Tekst:
De aardappelziekte veroorzaakt door de oömyceet Phytophthora infestans is wereldwijd de meest schadelijke ziekte in aardappelen. In gangbare aardappelen wordt er per seizoen 10-15 maal gespoten met synthetische fungiciden om het gewas te beschermen. In de biologische teelt worden geen synthetische middelen toegepast. In de bio-aardappelen wordt in een aantal Europese landen koper als bestrijdingsmiddel tegen Phytophthora gespoten. Dit is in Nederland niet toegestaan. Wageningen UR doet onderzoek naar een alternatief pakket aan maatregelen zoals lage hoeveelheden koper, resistente rassen, biodiversiteit en groene middelen.

Gegevens:
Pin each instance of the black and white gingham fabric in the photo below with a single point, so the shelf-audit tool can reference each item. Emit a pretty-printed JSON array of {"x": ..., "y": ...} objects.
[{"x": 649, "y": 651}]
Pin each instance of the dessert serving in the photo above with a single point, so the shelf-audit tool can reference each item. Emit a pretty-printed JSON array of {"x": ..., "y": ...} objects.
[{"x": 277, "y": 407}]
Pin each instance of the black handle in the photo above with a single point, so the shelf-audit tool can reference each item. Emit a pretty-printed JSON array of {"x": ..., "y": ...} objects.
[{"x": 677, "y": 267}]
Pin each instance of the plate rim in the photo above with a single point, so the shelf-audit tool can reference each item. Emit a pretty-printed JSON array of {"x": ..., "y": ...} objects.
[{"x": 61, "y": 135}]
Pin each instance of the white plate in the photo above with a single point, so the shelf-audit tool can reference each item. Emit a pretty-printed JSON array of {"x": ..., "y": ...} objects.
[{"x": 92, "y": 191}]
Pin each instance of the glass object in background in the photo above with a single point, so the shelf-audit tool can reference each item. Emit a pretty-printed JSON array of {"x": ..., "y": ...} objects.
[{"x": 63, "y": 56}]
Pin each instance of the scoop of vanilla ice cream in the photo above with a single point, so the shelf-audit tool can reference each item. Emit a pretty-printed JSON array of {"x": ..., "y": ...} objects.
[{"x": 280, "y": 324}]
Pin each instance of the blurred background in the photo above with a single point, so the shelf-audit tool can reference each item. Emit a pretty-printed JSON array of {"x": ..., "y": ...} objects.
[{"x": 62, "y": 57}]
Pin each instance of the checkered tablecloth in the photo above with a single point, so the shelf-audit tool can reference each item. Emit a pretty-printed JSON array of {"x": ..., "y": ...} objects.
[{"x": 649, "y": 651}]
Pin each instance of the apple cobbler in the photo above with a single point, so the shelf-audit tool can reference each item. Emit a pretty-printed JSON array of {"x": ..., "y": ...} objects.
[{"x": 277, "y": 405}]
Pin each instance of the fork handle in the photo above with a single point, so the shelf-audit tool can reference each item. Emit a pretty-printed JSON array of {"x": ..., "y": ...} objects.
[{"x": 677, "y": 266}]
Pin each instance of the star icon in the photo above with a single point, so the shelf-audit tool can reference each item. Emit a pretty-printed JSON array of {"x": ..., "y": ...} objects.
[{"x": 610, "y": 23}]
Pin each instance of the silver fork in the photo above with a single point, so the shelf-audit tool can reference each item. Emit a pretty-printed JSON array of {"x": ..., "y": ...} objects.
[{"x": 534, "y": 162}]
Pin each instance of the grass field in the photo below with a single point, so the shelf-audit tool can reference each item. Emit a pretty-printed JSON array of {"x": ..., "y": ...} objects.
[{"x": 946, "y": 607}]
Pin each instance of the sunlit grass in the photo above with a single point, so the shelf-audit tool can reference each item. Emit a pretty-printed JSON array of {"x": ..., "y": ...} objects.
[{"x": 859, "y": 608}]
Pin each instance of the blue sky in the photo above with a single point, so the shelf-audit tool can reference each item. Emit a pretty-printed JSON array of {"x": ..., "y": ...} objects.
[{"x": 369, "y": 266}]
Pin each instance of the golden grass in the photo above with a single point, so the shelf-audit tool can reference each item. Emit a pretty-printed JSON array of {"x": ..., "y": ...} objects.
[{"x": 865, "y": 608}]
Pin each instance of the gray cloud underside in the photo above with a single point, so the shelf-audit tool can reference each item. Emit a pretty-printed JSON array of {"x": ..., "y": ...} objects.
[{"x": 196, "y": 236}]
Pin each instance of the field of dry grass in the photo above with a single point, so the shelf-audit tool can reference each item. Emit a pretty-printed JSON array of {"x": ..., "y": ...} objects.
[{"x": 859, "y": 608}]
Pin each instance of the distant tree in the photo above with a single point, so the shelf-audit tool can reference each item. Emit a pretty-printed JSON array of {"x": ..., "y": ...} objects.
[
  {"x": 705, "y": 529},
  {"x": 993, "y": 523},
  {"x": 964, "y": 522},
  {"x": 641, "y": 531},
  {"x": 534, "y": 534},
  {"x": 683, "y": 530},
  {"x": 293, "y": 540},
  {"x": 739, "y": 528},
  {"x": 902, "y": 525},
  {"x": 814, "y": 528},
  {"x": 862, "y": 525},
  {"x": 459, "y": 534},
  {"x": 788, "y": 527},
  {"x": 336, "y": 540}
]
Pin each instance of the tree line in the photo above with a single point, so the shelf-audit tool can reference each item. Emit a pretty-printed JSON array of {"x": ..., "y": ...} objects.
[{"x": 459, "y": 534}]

Opdrachten:
• a. Beantwoord de volgende vragen over de tekst.
(i) Door welk organisme wordt de aardappelziekte veroorzaakt?
(ii) Hoe vaak wordt er per seizoen in gangbare aardappelen met synthetische fungiciden gespoten?
(iii) Welk bestrijdingsmiddel wordt in een aantal Europese landen in bio-aardappelen gespoten, maar is in Nederland niet toegestaan?
• b. Vat de tekst alsjeblieft samen in twee zinnen.
Baseer je uitsluitend op de tekst.

Jouw antwoorden:
• a.
(i) De oömyceet Phytophthora infestans.
(ii) 10-15 maal.
(iii) Koper.

• b. De aardappelziekte, veroorzaakt door Phytophthora infestans, is wereldwijd de schadelijkste ziekte in aardappelen: in de gangbare teelt wordt er per seizoen 10-15 maal tegen gespoten met synthetische fungiciden, terwijl de biologische teelt geen synthetische middelen toepast en het in sommige Europese landen gebruikte koper in Nederland niet is toegestaan. Wageningen UR onderzoekt een alternatief pakket aan maatregelen, zoals lage hoeveelheden koper, resistente rassen, biodiversiteit en groene middelen.